◆ TASK OBJECTIVE
A faithful, complete transcript of the entries below, without pictures, should be returned.

◆ STUDY MATERIAL
====

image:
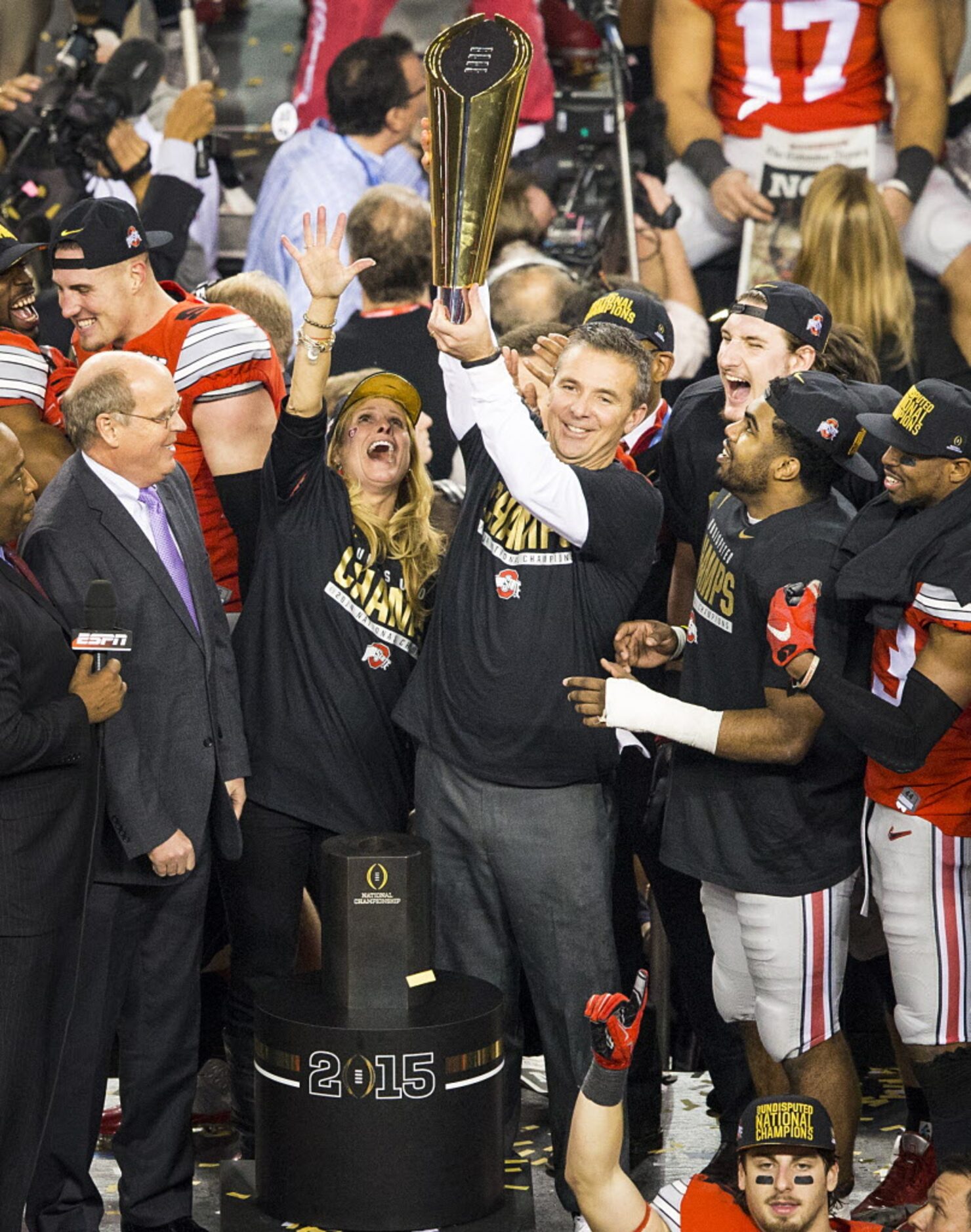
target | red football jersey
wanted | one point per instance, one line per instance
(802, 66)
(26, 376)
(940, 790)
(212, 352)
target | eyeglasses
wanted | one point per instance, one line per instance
(163, 421)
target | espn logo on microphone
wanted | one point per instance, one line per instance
(116, 640)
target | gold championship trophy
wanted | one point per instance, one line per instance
(476, 77)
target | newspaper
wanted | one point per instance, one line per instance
(789, 163)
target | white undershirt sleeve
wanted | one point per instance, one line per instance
(535, 477)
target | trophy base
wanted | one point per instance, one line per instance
(380, 1120)
(241, 1209)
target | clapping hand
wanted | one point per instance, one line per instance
(322, 269)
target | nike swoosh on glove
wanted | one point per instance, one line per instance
(791, 624)
(615, 1021)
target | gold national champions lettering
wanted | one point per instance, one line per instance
(516, 527)
(373, 592)
(777, 1122)
(912, 411)
(715, 581)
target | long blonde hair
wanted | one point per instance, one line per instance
(852, 258)
(408, 536)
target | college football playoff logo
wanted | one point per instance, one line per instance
(377, 657)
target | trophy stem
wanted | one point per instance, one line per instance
(454, 303)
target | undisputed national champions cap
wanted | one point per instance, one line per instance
(11, 251)
(826, 412)
(108, 231)
(794, 308)
(933, 419)
(787, 1121)
(642, 314)
(384, 384)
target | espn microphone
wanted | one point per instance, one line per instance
(100, 636)
(189, 28)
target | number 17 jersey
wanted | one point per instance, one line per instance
(802, 66)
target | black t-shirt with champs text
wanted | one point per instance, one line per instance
(325, 645)
(762, 827)
(518, 610)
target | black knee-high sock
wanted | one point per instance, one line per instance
(947, 1083)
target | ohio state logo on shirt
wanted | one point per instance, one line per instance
(377, 656)
(508, 585)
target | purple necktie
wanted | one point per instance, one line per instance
(167, 548)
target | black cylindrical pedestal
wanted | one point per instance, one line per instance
(380, 1120)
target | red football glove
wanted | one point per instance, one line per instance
(791, 625)
(615, 1021)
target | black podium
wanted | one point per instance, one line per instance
(379, 1080)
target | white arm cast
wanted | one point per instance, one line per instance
(632, 705)
(548, 488)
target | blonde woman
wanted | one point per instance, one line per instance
(852, 258)
(327, 641)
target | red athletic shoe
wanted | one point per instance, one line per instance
(911, 1174)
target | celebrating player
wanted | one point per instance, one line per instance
(788, 1174)
(764, 798)
(907, 558)
(224, 369)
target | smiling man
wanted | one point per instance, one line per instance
(772, 331)
(29, 404)
(764, 798)
(906, 557)
(552, 547)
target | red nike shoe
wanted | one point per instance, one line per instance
(912, 1173)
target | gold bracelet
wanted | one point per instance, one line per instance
(317, 323)
(314, 346)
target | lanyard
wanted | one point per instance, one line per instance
(374, 179)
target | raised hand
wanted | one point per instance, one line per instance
(321, 266)
(645, 644)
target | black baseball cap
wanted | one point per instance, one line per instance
(11, 251)
(826, 412)
(933, 419)
(108, 231)
(641, 313)
(794, 308)
(787, 1121)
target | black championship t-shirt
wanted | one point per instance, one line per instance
(325, 645)
(518, 610)
(692, 443)
(757, 827)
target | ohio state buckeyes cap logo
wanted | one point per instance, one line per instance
(108, 231)
(508, 585)
(377, 656)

====

◆ ANSWER TO THIS TASK
image:
target | red football jersey
wanted | one point per instance, one line per instance
(802, 66)
(26, 376)
(940, 790)
(212, 352)
target | eyeglasses
wanted | one point per instance, one line per instance
(163, 421)
target | espn logo on microphone
wanted | one point per instance, one line per instance
(116, 640)
target | gold championship trophy
wanted | one point per instance, one line per instance
(476, 77)
target | newspaper
wanted | one point per instance, one line per instance
(789, 163)
target | white undershirt sleeve
wanted | one point per instance, one line per instance
(535, 477)
target | trophy base
wanted | one point per instance, one line per instance
(380, 1120)
(241, 1209)
target | clapping hand
wanted | one point per instance, one line per instance
(322, 269)
target | nike swoosh on glove
wanted | one point per instance, one line per instance
(791, 624)
(615, 1021)
target | gold national champions lettering
wanted | one point per instance, one line per instance
(516, 527)
(373, 592)
(777, 1122)
(912, 411)
(715, 581)
target | long blonde hair
wanted | one point per instance, one line per instance
(852, 258)
(408, 536)
target | college football playoff logo
wanted | one point per instance, one line per instance
(377, 657)
target | trophy stem
wanted | one point per instance, one line per instance
(454, 303)
target | undisputed national champions cap
wanted | one point per instance, one line per instance
(11, 251)
(826, 412)
(108, 231)
(794, 308)
(933, 419)
(787, 1121)
(642, 314)
(384, 384)
target | espn microphone
wanted | one point per instance, one line per instance
(100, 636)
(189, 28)
target | number 17 jersey
wanted | one point per instance, one line per instance
(802, 66)
target | black t-shirt with champs text
wanted | one point per instance, one line per instance
(325, 645)
(762, 827)
(518, 610)
target | black knee-high sock
wanted | one point per instance, one line per instance
(947, 1083)
target | ohio state logo on shirt
wanted | one point per instance, one line per instance
(377, 656)
(508, 585)
target | purple necktie
wanted | one point per instance, one line per instance
(167, 548)
target | black cylindrical pedestal
wanted | one point per instance, one line per instance
(380, 1120)
target | red football glove
wanted | one point per instance, one line per instance
(791, 625)
(615, 1021)
target | black podium
wanted | one point per instance, one line per instance
(379, 1080)
target | white arm cast
wanted | one point per instance, one line per instance
(632, 705)
(548, 488)
target | blonde woman
wanted | one point per instance, one line per instance
(852, 258)
(327, 641)
target | red athletic shoe
wanted | one point per instance, one line per instance
(911, 1174)
target | celebrating player
wanted | one point per instance, one line per instance
(788, 1174)
(764, 798)
(907, 558)
(224, 369)
target | smiling man
wanted | one point per instance, one line per instance
(772, 331)
(29, 404)
(764, 798)
(906, 557)
(552, 547)
target | red nike shoe
wanted | one point per instance, one line per instance
(912, 1173)
target | gold bracelet
wanted | one point per instance, one line per instance
(317, 323)
(314, 346)
target | lanyard
wanted | one point per instance, one line per instance
(374, 179)
target | raised hand
wanted | one point per instance, one line per instance
(321, 266)
(645, 644)
target | black baseball cap
wanted | one point per instance, one line per instance
(11, 251)
(826, 412)
(933, 419)
(108, 231)
(641, 313)
(794, 308)
(787, 1121)
target | black championship t-shirt
wanted | one point per instance, one line per instance
(325, 645)
(518, 610)
(692, 443)
(757, 827)
target | ohio state buckeyes cap logo
wanted | one point per instance, one line per instance
(108, 231)
(508, 585)
(377, 656)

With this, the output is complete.